Your task is to give the data again, exactly, with every line intact.

○ ○ ○

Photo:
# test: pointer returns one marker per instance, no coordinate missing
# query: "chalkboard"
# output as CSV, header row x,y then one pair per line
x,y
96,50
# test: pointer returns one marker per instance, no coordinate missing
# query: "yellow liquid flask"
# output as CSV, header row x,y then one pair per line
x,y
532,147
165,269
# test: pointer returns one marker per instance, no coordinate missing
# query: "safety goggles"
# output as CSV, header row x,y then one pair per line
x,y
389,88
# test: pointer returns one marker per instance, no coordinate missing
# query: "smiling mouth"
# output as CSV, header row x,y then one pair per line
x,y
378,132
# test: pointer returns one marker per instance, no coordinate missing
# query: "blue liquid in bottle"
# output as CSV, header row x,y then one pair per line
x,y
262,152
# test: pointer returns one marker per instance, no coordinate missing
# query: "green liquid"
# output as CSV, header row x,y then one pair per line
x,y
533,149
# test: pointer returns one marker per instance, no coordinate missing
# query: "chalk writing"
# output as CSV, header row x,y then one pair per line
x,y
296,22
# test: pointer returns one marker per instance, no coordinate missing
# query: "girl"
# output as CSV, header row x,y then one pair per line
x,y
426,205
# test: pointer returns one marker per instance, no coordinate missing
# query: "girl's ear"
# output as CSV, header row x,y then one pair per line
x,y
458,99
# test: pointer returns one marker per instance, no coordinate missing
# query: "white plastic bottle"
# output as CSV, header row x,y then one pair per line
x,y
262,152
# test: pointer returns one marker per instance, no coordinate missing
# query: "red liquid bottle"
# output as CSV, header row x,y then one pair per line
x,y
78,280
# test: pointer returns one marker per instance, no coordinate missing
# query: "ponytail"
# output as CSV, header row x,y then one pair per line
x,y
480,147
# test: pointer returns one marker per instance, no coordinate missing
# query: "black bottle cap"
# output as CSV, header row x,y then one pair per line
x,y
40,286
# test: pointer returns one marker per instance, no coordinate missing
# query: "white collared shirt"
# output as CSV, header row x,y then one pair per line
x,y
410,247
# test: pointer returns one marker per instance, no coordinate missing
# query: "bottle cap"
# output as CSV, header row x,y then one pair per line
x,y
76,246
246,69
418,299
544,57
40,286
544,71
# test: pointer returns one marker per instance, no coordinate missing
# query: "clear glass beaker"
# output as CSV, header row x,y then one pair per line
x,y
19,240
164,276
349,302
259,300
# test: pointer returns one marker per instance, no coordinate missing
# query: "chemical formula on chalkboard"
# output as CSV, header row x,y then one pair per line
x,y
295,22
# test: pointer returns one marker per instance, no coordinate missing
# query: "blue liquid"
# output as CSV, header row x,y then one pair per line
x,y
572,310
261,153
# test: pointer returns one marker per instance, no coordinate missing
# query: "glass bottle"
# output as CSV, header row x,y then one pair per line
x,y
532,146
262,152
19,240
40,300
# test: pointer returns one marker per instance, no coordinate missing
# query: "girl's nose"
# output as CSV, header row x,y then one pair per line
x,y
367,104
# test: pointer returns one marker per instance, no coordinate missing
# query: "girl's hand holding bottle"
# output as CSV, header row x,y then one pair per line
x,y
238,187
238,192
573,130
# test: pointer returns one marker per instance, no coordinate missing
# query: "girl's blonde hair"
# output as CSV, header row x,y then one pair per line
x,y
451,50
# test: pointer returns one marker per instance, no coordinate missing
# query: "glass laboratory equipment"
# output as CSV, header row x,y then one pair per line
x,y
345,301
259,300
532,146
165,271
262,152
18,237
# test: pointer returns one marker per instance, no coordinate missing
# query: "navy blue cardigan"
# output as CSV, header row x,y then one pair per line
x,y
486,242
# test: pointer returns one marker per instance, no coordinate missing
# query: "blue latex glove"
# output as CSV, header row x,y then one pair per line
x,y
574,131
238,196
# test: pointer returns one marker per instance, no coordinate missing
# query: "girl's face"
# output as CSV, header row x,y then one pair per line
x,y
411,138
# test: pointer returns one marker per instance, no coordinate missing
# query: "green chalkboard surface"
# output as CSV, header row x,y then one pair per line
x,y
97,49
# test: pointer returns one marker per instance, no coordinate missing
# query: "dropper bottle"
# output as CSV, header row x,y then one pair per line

○ ○ ○

#### [Exercise solution]
Photo:
# test: pointer returns one marker per instance, no coordinate missing
# query: "chalkboard"
# output as CSV, header row x,y then one pair per line
x,y
96,50
# test: pointer returns one marker per instance, no coordinate missing
# query: "yellow liquid flask"
# output as CSV, header row x,y then one pair per line
x,y
532,147
165,269
# test: pointer returns one marker per instance, no coordinate missing
# query: "safety goggles"
# output as CSV, header row x,y then one pair per line
x,y
389,88
# test: pointer returns one marker per instance, no coordinate missing
# query: "smiling mouth"
# output as CSV, header row x,y then one pair per line
x,y
378,132
# test: pointer returns one marker per instance, no coordinate missing
# query: "blue liquid in bottle"
# output as CSV, header row x,y then one pair per line
x,y
262,152
# test: pointer returns one marker per instance, no coordinate missing
# query: "green liquid"
# output as CSV, header row x,y then one pair per line
x,y
533,149
# test: pointer returns one marker per instance, no coordinate missing
# query: "chalk writing"
# output as CSV, header row x,y then one pair per line
x,y
296,22
# test: pointer returns one marker per instance, no coordinate missing
# query: "girl"
# output as CSV, header row x,y then one pair per line
x,y
426,205
# test: pointer returns one marker per instance, no coordinate missing
# query: "girl's ear"
# output as CSV, header row x,y then one pair per line
x,y
458,99
# test: pointer returns one marker per instance, no coordinate missing
# query: "white plastic bottle"
# output as CSV, header row x,y then one pair per line
x,y
262,152
# test: pointer returns one marker per instance, no coordinate missing
# query: "red liquid bottle"
# output as CSV, header row x,y then one pair per line
x,y
78,280
# test: pointer returns one marker per instance, no coordinate missing
# query: "ponytail"
# output as CSV, header row x,y then one pair per line
x,y
480,147
# test: pointer returns one marker per instance, no coordinate missing
# query: "black bottle cap"
# output as CSV, header row x,y then one pair per line
x,y
40,286
# test: pointer returns one marker per instance, no coordinate missing
# query: "white collared shirt"
# output as CSV, header row x,y then one pair per line
x,y
410,247
# test: pointer returns one marker per instance, no coordinate missing
# query: "bottle cap"
# output as CSV, header row x,y then one pair per line
x,y
76,246
246,69
418,299
544,57
40,286
544,71
# test: pointer returns one marker per instance, no coordinate missing
# query: "clear glass beaker"
# output as CSV, header row x,y then one pair per line
x,y
19,240
164,276
349,302
259,300
# test: pointer returns one marker per instance, no coordinate missing
# query: "chemical formula on chalkboard"
# output as CSV, header row x,y then one pair per line
x,y
295,22
# test: pointer returns one marker per instance, no coordinate missing
# query: "blue liquid"
# output as CSV, header row x,y then one pair per line
x,y
572,310
261,153
# test: pointer returns one marker per instance, no coordinate missing
# query: "glass bottle"
# output as CSV, header row x,y then one pair per line
x,y
532,146
262,152
19,240
40,300
# test: pointer returns one marker per instance, no coordinate missing
# query: "girl's nose"
# output as CSV, header row x,y then one pair per line
x,y
367,104
# test: pointer returns one marker per instance, no coordinate missing
# query: "girl's hand holding bottle"
# output as CSV, header row x,y then one pair per line
x,y
238,187
238,192
573,130
# test: pointer returns one marker per instance, no coordinate missing
# query: "girl's blonde hair"
# output as CSV, header row x,y then one pair per line
x,y
451,50
# test: pointer returns one marker per instance, no coordinate missing
# query: "glass laboratory equipment"
# output as CSV, header row x,y then one pair per line
x,y
345,301
259,300
532,146
165,271
262,152
18,237
# test: pointer returns one marker per instance, no coordinate missing
# query: "navy blue cardigan"
# output as CSV, header row x,y then one pair per line
x,y
486,242
# test: pointer returns one marker per instance, no coordinate missing
# query: "blue latex glove"
# output as CSV, header row x,y then one pair per line
x,y
574,131
238,196
# test: pointer returns one marker per instance, no coordinate missing
# query: "girl's face"
# output as CSV, header row x,y then one pair per line
x,y
411,138
# test: pointer returns one marker per instance, no coordinate missing
# query: "green chalkboard surface"
# output as CSV, header row x,y then one pair per line
x,y
97,49
# test: pointer returns one marker per instance, no coordinate missing
# query: "dropper bottle"
# output as CSV, header row x,y then one pair per line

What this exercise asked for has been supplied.